(Stored entries)
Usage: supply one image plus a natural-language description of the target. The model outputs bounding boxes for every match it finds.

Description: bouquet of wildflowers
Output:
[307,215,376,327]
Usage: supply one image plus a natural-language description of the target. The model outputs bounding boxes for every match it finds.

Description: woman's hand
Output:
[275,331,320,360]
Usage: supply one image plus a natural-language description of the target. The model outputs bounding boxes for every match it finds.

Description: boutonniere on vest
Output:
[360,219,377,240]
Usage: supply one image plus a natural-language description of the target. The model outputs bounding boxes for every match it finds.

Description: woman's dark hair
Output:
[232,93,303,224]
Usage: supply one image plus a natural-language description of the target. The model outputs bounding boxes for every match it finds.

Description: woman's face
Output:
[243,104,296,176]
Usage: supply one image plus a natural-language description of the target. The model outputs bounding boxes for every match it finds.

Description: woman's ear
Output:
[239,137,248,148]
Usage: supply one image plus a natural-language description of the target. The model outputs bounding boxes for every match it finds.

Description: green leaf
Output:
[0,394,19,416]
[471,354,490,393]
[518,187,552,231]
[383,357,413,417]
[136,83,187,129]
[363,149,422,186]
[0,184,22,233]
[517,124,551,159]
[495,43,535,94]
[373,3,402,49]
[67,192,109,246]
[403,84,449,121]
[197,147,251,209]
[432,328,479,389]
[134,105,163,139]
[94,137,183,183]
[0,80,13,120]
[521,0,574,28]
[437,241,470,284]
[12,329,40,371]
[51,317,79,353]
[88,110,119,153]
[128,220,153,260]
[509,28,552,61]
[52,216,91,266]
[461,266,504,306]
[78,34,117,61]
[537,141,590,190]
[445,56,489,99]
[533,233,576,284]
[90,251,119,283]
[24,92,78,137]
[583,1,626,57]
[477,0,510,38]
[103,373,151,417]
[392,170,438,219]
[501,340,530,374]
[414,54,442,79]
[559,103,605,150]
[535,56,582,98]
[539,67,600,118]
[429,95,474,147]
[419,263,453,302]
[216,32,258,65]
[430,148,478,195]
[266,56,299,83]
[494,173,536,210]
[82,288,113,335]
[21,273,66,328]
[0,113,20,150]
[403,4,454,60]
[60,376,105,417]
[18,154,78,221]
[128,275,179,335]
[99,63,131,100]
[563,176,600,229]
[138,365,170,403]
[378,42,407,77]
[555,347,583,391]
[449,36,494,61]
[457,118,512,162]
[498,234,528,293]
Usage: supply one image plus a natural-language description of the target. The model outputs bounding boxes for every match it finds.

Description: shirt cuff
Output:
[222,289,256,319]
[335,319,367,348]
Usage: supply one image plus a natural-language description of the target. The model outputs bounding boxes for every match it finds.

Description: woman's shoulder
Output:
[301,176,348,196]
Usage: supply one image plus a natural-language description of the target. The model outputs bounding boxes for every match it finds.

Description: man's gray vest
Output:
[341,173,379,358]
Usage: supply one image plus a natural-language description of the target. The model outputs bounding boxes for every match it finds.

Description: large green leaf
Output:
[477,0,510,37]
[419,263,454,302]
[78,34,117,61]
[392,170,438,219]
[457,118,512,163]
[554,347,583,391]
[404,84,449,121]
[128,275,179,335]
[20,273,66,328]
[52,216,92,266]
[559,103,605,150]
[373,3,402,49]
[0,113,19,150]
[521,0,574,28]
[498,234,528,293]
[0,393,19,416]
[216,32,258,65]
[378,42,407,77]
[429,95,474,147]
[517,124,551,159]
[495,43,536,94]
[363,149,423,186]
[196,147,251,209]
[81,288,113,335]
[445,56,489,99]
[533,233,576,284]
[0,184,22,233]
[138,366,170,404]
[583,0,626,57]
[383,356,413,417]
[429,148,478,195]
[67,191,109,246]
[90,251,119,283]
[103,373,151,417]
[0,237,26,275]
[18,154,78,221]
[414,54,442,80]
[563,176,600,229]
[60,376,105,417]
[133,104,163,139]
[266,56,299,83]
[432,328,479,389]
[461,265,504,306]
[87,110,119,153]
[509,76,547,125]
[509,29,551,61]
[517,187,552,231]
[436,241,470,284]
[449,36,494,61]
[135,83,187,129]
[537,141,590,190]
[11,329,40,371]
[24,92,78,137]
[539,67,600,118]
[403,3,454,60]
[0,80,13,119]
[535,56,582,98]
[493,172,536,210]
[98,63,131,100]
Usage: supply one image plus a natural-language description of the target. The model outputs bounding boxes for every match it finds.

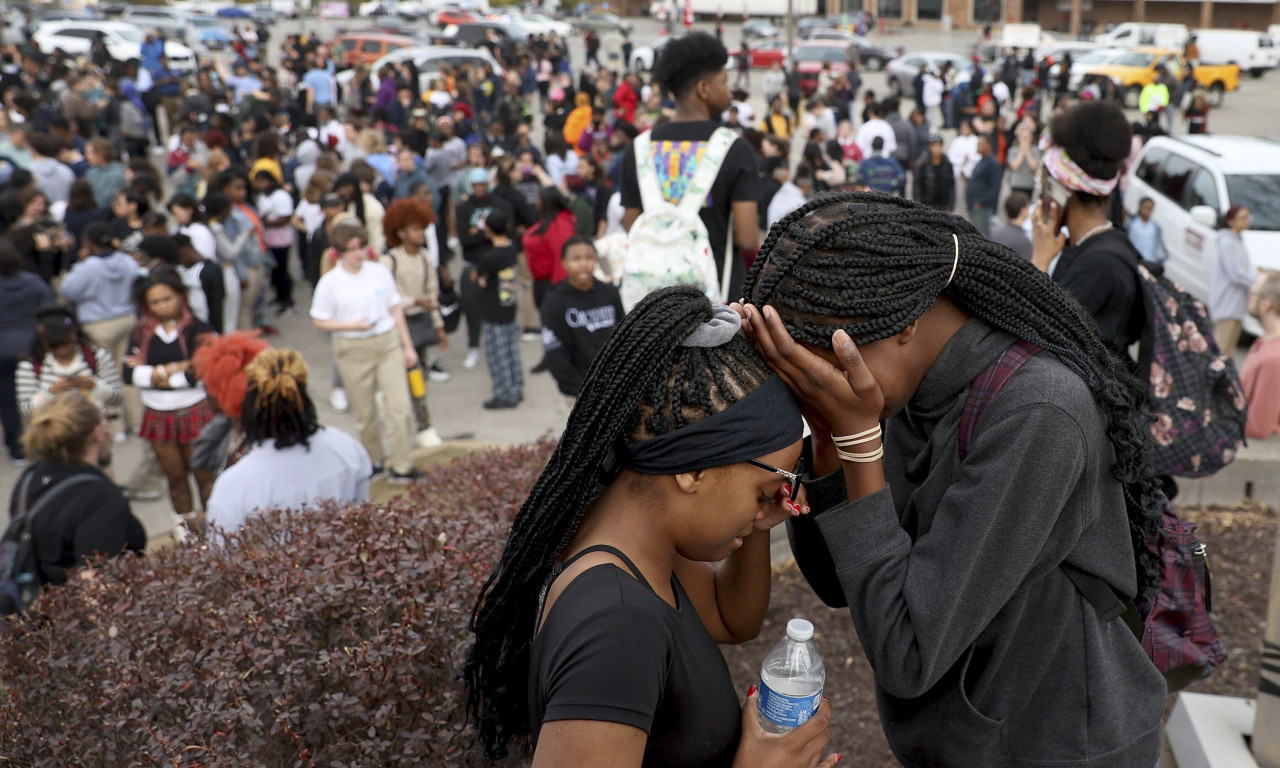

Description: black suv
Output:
[446,21,529,48]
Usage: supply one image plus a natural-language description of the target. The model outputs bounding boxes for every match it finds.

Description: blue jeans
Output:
[968,204,993,237]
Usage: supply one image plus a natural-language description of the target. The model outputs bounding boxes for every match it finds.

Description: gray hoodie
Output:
[791,319,1166,767]
[59,250,139,324]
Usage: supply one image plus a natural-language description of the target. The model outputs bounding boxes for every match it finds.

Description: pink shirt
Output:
[1241,335,1280,439]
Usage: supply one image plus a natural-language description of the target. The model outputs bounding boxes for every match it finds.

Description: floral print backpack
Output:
[1135,263,1248,478]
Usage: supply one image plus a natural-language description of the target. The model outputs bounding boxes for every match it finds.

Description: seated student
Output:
[737,192,1166,767]
[1,391,145,615]
[16,305,123,420]
[466,286,837,768]
[539,237,624,400]
[1242,271,1280,439]
[206,349,371,534]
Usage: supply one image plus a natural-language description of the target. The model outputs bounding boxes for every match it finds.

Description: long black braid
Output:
[465,285,773,760]
[744,191,1163,607]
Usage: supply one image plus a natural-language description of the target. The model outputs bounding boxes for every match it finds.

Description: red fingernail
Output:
[803,505,812,514]
[747,685,757,697]
[782,483,792,495]
[823,696,829,702]
[836,754,843,764]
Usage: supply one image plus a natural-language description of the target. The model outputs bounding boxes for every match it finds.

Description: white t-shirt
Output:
[206,426,371,535]
[854,119,897,160]
[310,260,402,339]
[295,200,326,238]
[256,188,295,249]
[180,221,217,261]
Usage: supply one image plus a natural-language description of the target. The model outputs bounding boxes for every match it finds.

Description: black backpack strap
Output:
[6,473,103,583]
[1061,563,1144,639]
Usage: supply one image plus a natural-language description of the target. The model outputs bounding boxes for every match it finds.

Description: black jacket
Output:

__Required work__
Every entry above should be printed again exactly, except for the pictures.

__Exercise output__
Usage: supply one image plus a natural-language description of the target. The model outputs bounding boxes for every match it finds.

Description: bouquet of wildflowers
Output:
[307,215,376,327]
Usage: supply one image plus a natural-language description of the target. The model outputs bounding boxes for every match it finds.

Description: woman's hand
Output:
[275,331,320,360]
Usage: supply one image plus a natural-language description of the target. The model outputs bounding boxes for every match it finds.

Description: boutonniere on vest
Output:
[360,219,377,240]
Usage: supply one image plus a natural-language description of the target. The model outputs bounding boxes for every match it finds.

Description: woman's dark hair
Output:
[232,93,303,224]
Usage: supply one image plus a natural-language description of the target. The model outputs bounding boxes for every match it finds.

Description: woman's face
Output:
[243,104,296,176]
Usage: supply one image plus a natural-language description of the target. The model outputs bounding boxes for every match it finds.

Description: woman's ear
Output:
[239,137,248,148]
Usage: supply one image plus a natural-language description of the target. The model outputs bounding boxes for every match it finds.

Description: green leaf
Output:
[0,394,19,416]
[471,354,490,393]
[518,187,552,231]
[383,357,413,417]
[136,83,187,129]
[363,149,422,186]
[0,184,22,233]
[517,124,551,159]
[495,43,535,94]
[373,3,402,49]
[67,192,109,246]
[403,84,449,121]
[197,147,251,209]
[432,328,479,389]
[134,105,163,139]
[94,137,183,183]
[0,80,13,120]
[521,0,574,28]
[437,241,470,284]
[12,329,40,371]
[51,317,79,353]
[88,110,119,153]
[128,220,153,260]
[509,28,552,61]
[52,216,91,266]
[461,266,504,306]
[78,34,117,61]
[537,141,590,190]
[445,56,489,99]
[533,233,576,284]
[90,251,119,283]
[24,92,78,137]
[583,1,626,57]
[477,0,510,38]
[103,373,151,417]
[392,170,438,219]
[501,340,530,374]
[414,54,442,79]
[559,103,605,150]
[535,56,582,98]
[539,67,600,118]
[429,95,474,147]
[419,263,453,302]
[216,32,258,65]
[430,148,478,195]
[266,56,299,83]
[494,173,536,210]
[82,288,113,335]
[21,273,66,328]
[0,113,20,150]
[403,4,454,60]
[60,376,105,417]
[18,154,78,221]
[128,275,179,335]
[99,63,131,100]
[563,176,600,229]
[138,365,170,403]
[378,42,407,77]
[555,347,583,391]
[449,36,494,61]
[457,118,512,162]
[498,234,528,293]
Usage: supply one image plus a natural-language description of the target. The model outputs bounding boxes for every match it finds.

Description: shirt cuff
Output:
[222,289,256,319]
[335,319,367,348]
Usage: supply one image plus a natural-language description of the target. The model outputs bounding boxes for every match it finds.

Description: woman's shoulder
Output:
[301,176,348,196]
Usage: supply one image plus a natural-language description of the target. The model outputs bounding boxes for every match it finds.

Description: man's gray vest
Output:
[341,173,379,358]
Usage: supply one image plus a natural-language description of the target. The model outputs bounding boxes for every match it finds.

Description: large green leaf
Output:
[477,0,510,37]
[419,263,454,302]
[78,34,117,61]
[392,170,438,219]
[457,118,512,163]
[554,347,583,391]
[404,84,449,121]
[128,275,179,335]
[20,273,66,328]
[52,216,92,266]
[559,103,605,150]
[373,3,402,49]
[0,113,19,150]
[521,0,574,28]
[498,234,528,293]
[0,393,19,416]
[216,32,258,65]
[378,42,407,77]
[429,95,474,147]
[517,124,551,159]
[495,43,536,94]
[363,149,423,186]
[196,147,251,209]
[81,288,113,335]
[445,56,489,99]
[533,233,576,284]
[0,184,22,233]
[138,366,170,404]
[583,0,626,57]
[383,356,413,417]
[429,148,478,195]
[67,191,109,246]
[90,251,119,283]
[103,373,151,417]
[0,237,26,275]
[18,154,78,221]
[414,54,442,80]
[563,176,600,229]
[60,376,105,417]
[133,104,163,139]
[266,56,299,83]
[432,328,479,389]
[461,265,504,306]
[87,110,119,153]
[509,76,547,125]
[509,29,551,61]
[517,187,552,231]
[436,241,470,284]
[449,36,494,61]
[135,83,187,129]
[537,141,590,190]
[11,329,40,371]
[24,92,78,137]
[539,67,600,118]
[403,3,454,60]
[0,80,13,119]
[535,56,582,98]
[493,172,536,210]
[98,63,131,100]
Usage: supply one image plus a natural-language description of the target. The model outputs bounding boxes for every match it finds.


Description: black suv
Output:
[446,21,529,48]
Usage: supply one image plus a natural-language description of the target. The model outputs bounding boxes for every match it finds.

Description: blue jeans
Output:
[968,204,993,237]
Usage: supply one image plus a natural-language description of the target. The model outputs bounding boxes for every match it finds.

Description: gray hoodie
Output:
[791,319,1166,767]
[59,250,139,324]
Usage: supply one image plus a natural-language description of the target. The model outputs bounding boxes for every match it finds.

Description: pink shirt
Output:
[1241,335,1280,439]
Usage: supply one image plus a natural-language description of the target. The model outputs bounding boxes for every match it finds.

Description: floral print backpack
Output:
[1135,263,1248,478]
Usage: supply one image plus a natural-language description of the target. The model outputs bounding boxes for every match it finds.

Description: seated student
Output:
[737,192,1166,767]
[1,391,145,615]
[16,305,123,420]
[466,286,837,768]
[539,237,624,400]
[1242,271,1280,439]
[206,349,371,534]
Usage: supply one image plus a natural-language description of the target. The model outputs bounding boxes for every match it finds.

Description: long black braid
Output:
[465,285,773,760]
[744,191,1163,607]
Usage: supply one image plus a natural-language description of the target. The model outputs bounding boxes for every match it finds.

Description: red fingernail
Output:
[803,505,812,514]
[747,685,757,697]
[782,483,792,495]
[823,696,829,702]
[836,754,843,764]
Usage: supply one image plus a natural-language description of the target. The model outputs bounding boxes for every match it finds.

Description: white t-shirt
Output:
[206,426,371,535]
[854,119,897,160]
[310,260,402,339]
[295,200,326,238]
[256,188,295,249]
[180,221,217,261]
Usage: supply one image plus a natural-language description of the target. The model outputs bounding boxes for every match it finds.

Description: black backpack strap
Output:
[6,473,103,583]
[1061,563,1144,639]
Usage: supply one image plus a natural-language description of the target. The model outputs bounding boxes for every match it finds.

Description: black jacket
Output:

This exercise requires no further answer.